» What is required: Copy exactly the last part of the entries, starting from the line with "Exercise. Point to the shallow" and including the final line.

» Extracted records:
::::::::
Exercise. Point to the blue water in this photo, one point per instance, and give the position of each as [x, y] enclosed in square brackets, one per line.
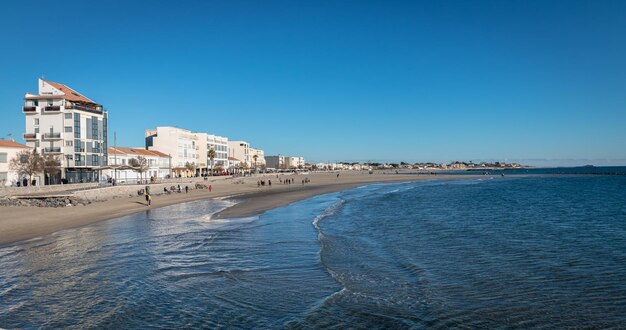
[508, 252]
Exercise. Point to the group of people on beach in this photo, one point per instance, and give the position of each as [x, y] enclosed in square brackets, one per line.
[261, 183]
[178, 189]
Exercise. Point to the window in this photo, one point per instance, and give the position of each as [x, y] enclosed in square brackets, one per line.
[94, 127]
[77, 125]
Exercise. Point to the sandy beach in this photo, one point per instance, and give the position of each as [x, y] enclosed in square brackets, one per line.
[19, 223]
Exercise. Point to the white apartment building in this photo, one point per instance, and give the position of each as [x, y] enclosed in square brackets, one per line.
[8, 151]
[294, 162]
[120, 160]
[181, 144]
[62, 122]
[258, 162]
[284, 162]
[241, 151]
[219, 144]
[275, 162]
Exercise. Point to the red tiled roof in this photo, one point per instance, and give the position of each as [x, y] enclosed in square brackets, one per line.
[70, 94]
[135, 151]
[11, 144]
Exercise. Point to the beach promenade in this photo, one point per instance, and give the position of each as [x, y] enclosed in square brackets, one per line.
[20, 223]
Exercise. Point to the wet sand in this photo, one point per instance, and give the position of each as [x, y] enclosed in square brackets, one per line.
[19, 223]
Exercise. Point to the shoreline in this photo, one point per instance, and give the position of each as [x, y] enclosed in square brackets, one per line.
[20, 223]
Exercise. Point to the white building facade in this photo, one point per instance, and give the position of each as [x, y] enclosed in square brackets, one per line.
[284, 162]
[241, 151]
[66, 124]
[120, 160]
[219, 145]
[8, 151]
[258, 162]
[181, 144]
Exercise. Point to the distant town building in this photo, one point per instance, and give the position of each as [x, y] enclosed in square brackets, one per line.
[281, 162]
[258, 162]
[180, 144]
[8, 151]
[294, 162]
[120, 162]
[241, 151]
[64, 123]
[219, 144]
[275, 162]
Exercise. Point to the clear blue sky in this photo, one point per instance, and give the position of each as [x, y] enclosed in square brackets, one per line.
[338, 80]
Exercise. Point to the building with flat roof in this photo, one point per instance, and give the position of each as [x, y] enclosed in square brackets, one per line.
[70, 126]
[219, 145]
[281, 162]
[121, 169]
[8, 151]
[241, 151]
[257, 157]
[180, 144]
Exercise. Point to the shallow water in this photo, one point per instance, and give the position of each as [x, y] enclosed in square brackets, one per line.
[506, 252]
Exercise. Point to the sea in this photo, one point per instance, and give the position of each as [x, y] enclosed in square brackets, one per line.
[516, 251]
::::::::
» Result of the task:
Exercise. Point to the shallow water in this photo, one point per instance, and give the position of each as [x, y] enclosed in square brackets, one per line.
[506, 252]
Exercise. Point to the sea in this photo, one point per instance, and give the position of each as [x, y] enclosed in square brackets, one per line.
[516, 251]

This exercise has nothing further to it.